Each line of the data must be given back verbatim, with pictures removed.

======== Given entries ========

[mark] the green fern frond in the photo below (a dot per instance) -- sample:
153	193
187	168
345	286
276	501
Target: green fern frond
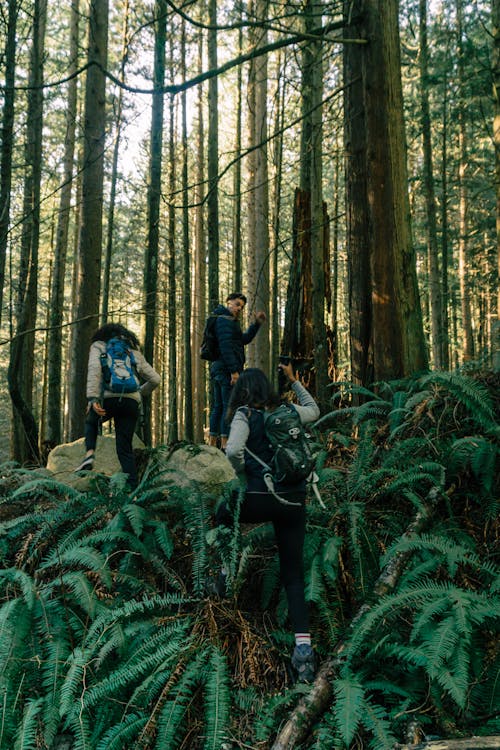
469	392
375	720
478	453
217	701
349	705
170	722
27	730
371	410
124	734
19	578
136	516
83	557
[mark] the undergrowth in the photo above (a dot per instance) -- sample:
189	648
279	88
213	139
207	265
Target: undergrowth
109	638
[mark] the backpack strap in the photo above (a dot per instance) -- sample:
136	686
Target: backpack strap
269	481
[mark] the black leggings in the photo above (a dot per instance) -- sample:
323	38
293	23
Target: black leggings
289	524
124	412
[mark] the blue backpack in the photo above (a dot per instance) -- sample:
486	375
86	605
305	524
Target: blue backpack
118	367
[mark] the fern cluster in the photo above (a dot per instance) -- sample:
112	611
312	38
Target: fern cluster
108	636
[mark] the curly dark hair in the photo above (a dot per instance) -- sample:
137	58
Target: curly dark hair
112	330
252	389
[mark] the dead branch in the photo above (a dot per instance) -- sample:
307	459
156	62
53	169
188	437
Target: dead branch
318	699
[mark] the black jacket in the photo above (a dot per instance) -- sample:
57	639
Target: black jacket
232	341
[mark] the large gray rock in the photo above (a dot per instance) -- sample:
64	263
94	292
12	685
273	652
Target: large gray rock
63	460
199	466
203	466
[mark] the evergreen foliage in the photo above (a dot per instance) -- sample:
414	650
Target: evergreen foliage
107	633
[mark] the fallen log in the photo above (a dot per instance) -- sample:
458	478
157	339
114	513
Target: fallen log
318	699
471	743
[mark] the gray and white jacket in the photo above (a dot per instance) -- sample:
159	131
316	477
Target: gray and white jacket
95	383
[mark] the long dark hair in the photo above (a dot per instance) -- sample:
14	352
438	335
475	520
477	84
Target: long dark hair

========

= Task answer =
[mark] the green fern frond in the photo below (a dot per instance) -- sample:
153	193
187	168
345	286
276	501
Target: green fern frond
469	392
375	720
478	453
217	701
349	705
170	722
27	730
371	410
124	734
19	578
136	516
83	557
[mark] the undergrowth in the photo above (a dot per instance) -- sample:
189	648
279	88
213	139
207	265
Target: undergrowth
109	638
[mark] the backpack strap in the photo above (a dot per instance) -- sample:
136	686
Target: backpack strap
269	481
[mark] the black leggings in the photo above (a dot per instance) -- sample:
323	38
293	23
Target: black leggings
289	524
124	412
[mark] the blue backpack in the photo above (a dot per instance) -- sample:
486	375
86	605
305	524
Target: blue backpack
118	367
[mark] the fern cluster in the photo above (a dot per instance) -- sample:
112	611
312	38
Target: fern cluster
108	636
[mark] the curly dark hair in the photo above (a dot per instance) -- sample:
137	58
Target: curly dark hair
112	330
252	389
[mark] the dead branch in the photo above (a dot per instance) -- sample:
307	459
156	62
53	169
188	437
Target: dead branch
318	699
[mark] the black jacket in the photo above (a dot per instance) -- sample:
57	639
Target: black jacket
232	341
[mark] the large gray rock in the photo above (a dot per instance) -- sample:
64	263
94	292
12	685
273	652
Target: large gray rock
63	460
199	466
203	466
[mark] the evergreen foliage in the photo above (a dot per instance) -- sample:
414	650
Target: evergreen foliage
107	633
[mark] the fallen log in the photo above (a dot per instance) -- sample:
458	478
157	339
114	513
Target: fallen log
318	699
471	743
[mark] the gray and white jacket in the photo above (a dot per instance) -- sample:
159	131
316	477
Target: gray and white jacket
95	383
[mark] the long dark hair in the photo above (a dot per instance) -- sample:
14	352
438	335
475	520
477	84
Target: long dark hair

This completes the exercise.